PRO lets you attribute spend to specific projects/templates so you can see which experiments actually drive cost.
Date Range · The starting point for analysis
The Usage Dashboard recalculates everything—cost, tokens, calls, latency, and charts—based on the
selected date range.
That means the same underlying logs can look very different depending on the range you choose.
2-1. Range presets
Use the range button (top-left) to pick common presets or set a custom period.
- Today : Calls from 00:00 to now (today only)
- Last 7 days : The most recent 7 days including today
- Last 14 / 30 days : The most recent N days including today
- Week to date / Month to date : From the start of the week/month to today
- All time : All stored usage logs
- Custom : Choose start and end dates manually
2-2. What “Last 7 days” really means
“Last 7 days” means 7 days including today.
For example, if you select Last 7 days on Dec 15, the dashboard aggregates 12/09–12/15.
2-3. Previous period (comparison period)
The dashboard also shows a previous period automatically.
The previous period is the same length as your selected range and immediately precedes it.
- Current range: 11/16–12/15
- Previous range: 10/17–11/15
The dashboard uses these two ranges to compute period-over-period changes for key metrics.
💡Tip: For very short ranges (like Today), some trend sections may be hidden automatically, because the comparisons and cumulative charts are less meaningful.

● **What you have to do**
Quote the usage dashboard documentation above in full, without altering any of its wording.

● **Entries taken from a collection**

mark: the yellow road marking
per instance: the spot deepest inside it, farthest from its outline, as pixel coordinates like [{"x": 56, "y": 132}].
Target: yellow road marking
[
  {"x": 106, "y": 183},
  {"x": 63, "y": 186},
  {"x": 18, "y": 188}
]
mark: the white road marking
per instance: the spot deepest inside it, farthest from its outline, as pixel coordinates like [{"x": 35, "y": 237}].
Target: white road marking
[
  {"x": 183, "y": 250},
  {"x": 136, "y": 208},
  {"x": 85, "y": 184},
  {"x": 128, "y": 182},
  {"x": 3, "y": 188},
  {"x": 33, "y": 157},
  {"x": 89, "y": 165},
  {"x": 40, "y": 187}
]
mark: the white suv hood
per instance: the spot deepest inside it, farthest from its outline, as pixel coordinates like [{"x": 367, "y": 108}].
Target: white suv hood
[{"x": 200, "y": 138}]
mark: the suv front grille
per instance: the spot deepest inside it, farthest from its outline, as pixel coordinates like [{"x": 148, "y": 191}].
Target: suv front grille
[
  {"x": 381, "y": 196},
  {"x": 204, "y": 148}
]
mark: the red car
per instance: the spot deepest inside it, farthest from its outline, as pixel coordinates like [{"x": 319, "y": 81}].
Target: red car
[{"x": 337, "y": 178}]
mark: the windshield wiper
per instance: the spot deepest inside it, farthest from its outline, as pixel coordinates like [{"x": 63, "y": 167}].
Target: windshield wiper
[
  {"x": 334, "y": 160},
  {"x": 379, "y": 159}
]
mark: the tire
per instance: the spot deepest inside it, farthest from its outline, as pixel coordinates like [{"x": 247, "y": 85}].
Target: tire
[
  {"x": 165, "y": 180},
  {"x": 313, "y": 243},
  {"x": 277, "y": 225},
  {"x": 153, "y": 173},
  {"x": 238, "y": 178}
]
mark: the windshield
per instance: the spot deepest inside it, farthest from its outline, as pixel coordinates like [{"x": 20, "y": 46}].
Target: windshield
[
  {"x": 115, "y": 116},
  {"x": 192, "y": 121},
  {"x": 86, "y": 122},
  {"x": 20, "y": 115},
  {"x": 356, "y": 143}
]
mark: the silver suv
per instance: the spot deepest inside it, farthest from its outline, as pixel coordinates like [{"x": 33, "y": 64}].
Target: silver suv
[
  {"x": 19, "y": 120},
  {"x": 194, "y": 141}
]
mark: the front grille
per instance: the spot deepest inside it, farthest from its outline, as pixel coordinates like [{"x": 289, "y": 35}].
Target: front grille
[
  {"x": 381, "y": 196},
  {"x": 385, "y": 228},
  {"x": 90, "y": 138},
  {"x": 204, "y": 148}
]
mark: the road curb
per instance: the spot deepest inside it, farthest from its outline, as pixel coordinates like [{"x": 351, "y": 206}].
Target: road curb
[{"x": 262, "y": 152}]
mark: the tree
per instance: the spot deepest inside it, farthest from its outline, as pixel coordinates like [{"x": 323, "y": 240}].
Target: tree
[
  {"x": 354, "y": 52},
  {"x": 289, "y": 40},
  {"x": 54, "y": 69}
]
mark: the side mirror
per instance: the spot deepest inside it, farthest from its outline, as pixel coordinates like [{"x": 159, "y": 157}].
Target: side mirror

● **Task answer**
PRO lets you attribute spend to specific projects/templates so you can see which experiments actually drive cost.
Date Range · The starting point for analysis
The Usage Dashboard recalculates everything—cost, tokens, calls, latency, and charts—based on the
selected date range.
That means the same underlying logs can look very different depending on the range you choose.
2-1. Range presets
Use the range button (top-left) to pick common presets or set a custom period.
- Today : Calls from 00:00 to now (today only)
- Last 7 days : The most recent 7 days including today
- Last 14 / 30 days : The most recent N days including today
- Week to date / Month to date : From the start of the week/month to today
- All time : All stored usage logs
- Custom : Choose start and end dates manually
2-2. What “Last 7 days” really means
“Last 7 days” means 7 days including today.
For example, if you select Last 7 days on Dec 15, the dashboard aggregates 12/09–12/15.
2-3. Previous period (comparison period)
The dashboard also shows a previous period automatically.
The previous period is the same length as your selected range and immediately precedes it.
- Current range: 11/16–12/15
- Previous range: 10/17–11/15
The dashboard uses these two ranges to compute period-over-period changes for key metrics.
💡Tip: For very short ranges (like Today), some trend sections may be hidden automatically, because the comparisons and cumulative charts are less meaningful.